# Texto de leitura

-----

A Polícia Civil do RJ disse que a Delegacia do Consumidor instaurou inquérito para investigar a informação publicada em redes sociais. "Os agentes realizaram diligências no local e constataram não haver comercialização do medicamento. A suspeita é de que a informação veiculada sobre a venda da vacina seja fake news (notícia falsa)."
A Guarda Municipal do Rio afirmou que também não constatou a comercialização da vacina falsa no momento de seu patrulhamento de rotina em Madureira. A Secretaria Municipal de Fazenda ressaltou que "descaminho, contrabando e venda de mercadorias sem nota fiscal são crimes que devem ser combatidos pelas forças policiais".
Ao menos quatro moradores do bairro, porém, dizem ter visto ou recebido a oferta nesta segunda ou terça (22). Uma mulher conta que parou para comprar uma blusa e um homem perguntou se ela queria comprar a vacina. Por receio, ela não quis detalhar quem foi nem onde foi exatamente.

-----

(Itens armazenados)
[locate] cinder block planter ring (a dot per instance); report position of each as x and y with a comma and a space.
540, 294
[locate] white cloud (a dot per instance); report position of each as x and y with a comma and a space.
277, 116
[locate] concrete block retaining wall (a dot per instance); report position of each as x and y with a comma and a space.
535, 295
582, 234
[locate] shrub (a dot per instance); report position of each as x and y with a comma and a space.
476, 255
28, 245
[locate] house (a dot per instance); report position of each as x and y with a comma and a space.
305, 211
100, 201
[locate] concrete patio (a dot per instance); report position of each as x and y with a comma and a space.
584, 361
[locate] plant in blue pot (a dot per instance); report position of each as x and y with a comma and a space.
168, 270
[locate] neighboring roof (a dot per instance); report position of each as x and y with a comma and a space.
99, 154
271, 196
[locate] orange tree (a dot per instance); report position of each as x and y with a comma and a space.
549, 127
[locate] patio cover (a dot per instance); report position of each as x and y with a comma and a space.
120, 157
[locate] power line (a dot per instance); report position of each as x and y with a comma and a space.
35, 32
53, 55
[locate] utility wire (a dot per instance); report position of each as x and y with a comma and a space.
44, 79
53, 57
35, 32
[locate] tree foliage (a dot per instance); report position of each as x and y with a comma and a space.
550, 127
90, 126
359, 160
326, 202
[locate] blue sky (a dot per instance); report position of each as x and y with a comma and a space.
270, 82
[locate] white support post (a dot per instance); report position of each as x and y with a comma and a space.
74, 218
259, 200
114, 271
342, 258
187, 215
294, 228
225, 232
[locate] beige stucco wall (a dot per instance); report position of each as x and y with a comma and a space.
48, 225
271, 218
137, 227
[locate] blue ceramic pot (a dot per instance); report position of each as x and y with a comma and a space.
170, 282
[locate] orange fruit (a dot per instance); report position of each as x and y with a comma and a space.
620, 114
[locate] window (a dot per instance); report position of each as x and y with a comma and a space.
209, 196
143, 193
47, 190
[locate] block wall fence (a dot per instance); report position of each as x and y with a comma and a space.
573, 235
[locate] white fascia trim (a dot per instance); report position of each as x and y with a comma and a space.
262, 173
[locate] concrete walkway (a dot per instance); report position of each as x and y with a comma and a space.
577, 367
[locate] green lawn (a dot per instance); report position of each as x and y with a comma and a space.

-----

Quais órgãos públicos são mencionados no texto sobre a suposta venda de vacina falsa em Madureira?

# Resposta
- Polícia Civil do RJ
- Delegacia do Consumidor
- Guarda Municipal do Rio
- Secretaria Municipal de Fazenda